• Supplied passage:
The Pennsbury School Board has agreed to pay $300,000 to settle a lawsuit brought over First Amendment violations. It also agreed to change its policies regarding the treatment of citizens who want to express their views to officials.
“Rules for public comment periods are meant to maintain time limits and protect each speaker’s right to be heard, not police which viewpoints are expressed. Pennsbury’s rules were so vague and subjective that the board could effectively shut down any speech they didn’t like, and that’s exactly what they did,” said Del Kolde, senior attorney at the Institute for Free Speech.
The lawsuit was filed last October by Lower Makefield residents Douglas Marshall, Simon Campbell, Robert Abrams, and Tim Daly. They were represented by attorneys from the Institute for Free Speech and Michael Gottlieb of Vangrossi & Recchuiti. In addition to the $300,000 for the plaintiffs’ attorney fees, the settlement called for nominal damages of $17.91 to each plaintiff, as a symbolic payment acknowledging that the plaintiffs’ rights were violated.
The amount was chosen because 1791 was the year the First Amendment was ratified.
Neither the former solicitors nor the district’s spokeswoman responded to requests for comment on Friday.
The plaintiffs were censored for attempting to criticize district policies, including efforts to promote contested ideas about diversity, equity, and inclusion. Marshall was once interrupted mere seconds into speaking because the solicitor objected to his use of the term “critical race theory” to describe the district’s initiatives. Critics of the board were cut off for addressing their comments to board members, while other speakers were permitted to directly praise board members and school employees.

[Rows from a dataset]
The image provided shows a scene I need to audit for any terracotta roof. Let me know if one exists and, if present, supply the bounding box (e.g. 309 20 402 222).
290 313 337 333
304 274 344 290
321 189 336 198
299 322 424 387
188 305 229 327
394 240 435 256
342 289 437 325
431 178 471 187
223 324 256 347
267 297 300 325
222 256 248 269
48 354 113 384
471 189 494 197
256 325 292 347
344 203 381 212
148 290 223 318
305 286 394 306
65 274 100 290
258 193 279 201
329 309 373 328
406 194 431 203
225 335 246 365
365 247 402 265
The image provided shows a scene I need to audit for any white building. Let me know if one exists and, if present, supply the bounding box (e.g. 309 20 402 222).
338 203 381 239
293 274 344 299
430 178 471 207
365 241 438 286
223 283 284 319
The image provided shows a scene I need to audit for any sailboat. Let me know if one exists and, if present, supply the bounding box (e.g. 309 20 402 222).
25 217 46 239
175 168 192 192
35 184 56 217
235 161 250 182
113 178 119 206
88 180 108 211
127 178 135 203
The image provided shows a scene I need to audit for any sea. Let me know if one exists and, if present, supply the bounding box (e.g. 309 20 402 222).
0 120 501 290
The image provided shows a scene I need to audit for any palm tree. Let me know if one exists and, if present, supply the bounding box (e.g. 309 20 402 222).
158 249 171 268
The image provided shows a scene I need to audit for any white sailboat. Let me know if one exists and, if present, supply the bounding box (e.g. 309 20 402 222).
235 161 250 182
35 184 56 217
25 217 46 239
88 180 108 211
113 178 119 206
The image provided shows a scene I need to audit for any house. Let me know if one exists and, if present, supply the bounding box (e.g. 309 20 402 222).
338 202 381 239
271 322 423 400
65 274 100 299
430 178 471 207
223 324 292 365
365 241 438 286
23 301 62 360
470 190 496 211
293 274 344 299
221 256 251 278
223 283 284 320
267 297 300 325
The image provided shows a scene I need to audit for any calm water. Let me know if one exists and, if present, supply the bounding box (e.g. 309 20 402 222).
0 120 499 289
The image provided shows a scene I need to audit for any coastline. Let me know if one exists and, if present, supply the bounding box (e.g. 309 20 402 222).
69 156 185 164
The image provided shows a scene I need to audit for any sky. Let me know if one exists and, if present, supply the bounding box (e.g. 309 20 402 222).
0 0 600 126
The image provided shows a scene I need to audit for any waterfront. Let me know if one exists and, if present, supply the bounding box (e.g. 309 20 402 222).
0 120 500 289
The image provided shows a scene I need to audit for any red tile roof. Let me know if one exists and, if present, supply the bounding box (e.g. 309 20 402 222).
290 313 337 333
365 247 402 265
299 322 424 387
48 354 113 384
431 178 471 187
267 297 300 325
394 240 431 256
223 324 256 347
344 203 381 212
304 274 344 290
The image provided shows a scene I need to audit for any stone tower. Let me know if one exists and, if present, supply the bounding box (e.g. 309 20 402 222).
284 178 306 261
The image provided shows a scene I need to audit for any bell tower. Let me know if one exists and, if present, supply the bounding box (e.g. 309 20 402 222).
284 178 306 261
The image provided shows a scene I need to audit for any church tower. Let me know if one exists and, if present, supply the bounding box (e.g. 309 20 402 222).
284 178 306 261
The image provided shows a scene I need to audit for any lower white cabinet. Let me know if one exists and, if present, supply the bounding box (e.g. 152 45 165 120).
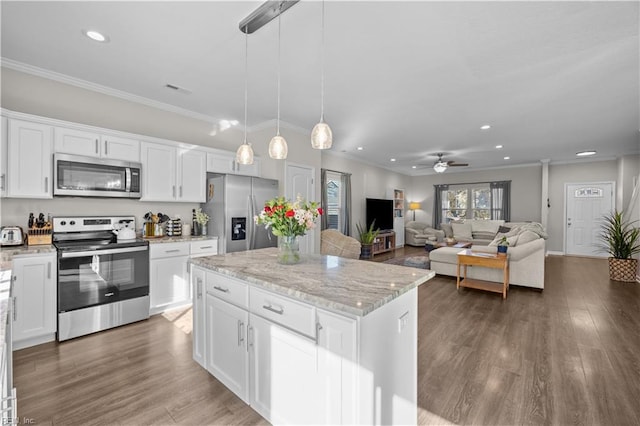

• Written problem: In the Pennsbury settlement article, why was $17.91 chosen as each plaintiff's nominal damages?

• Answer to the problem: 1791 was the year the First Amendment was ratified.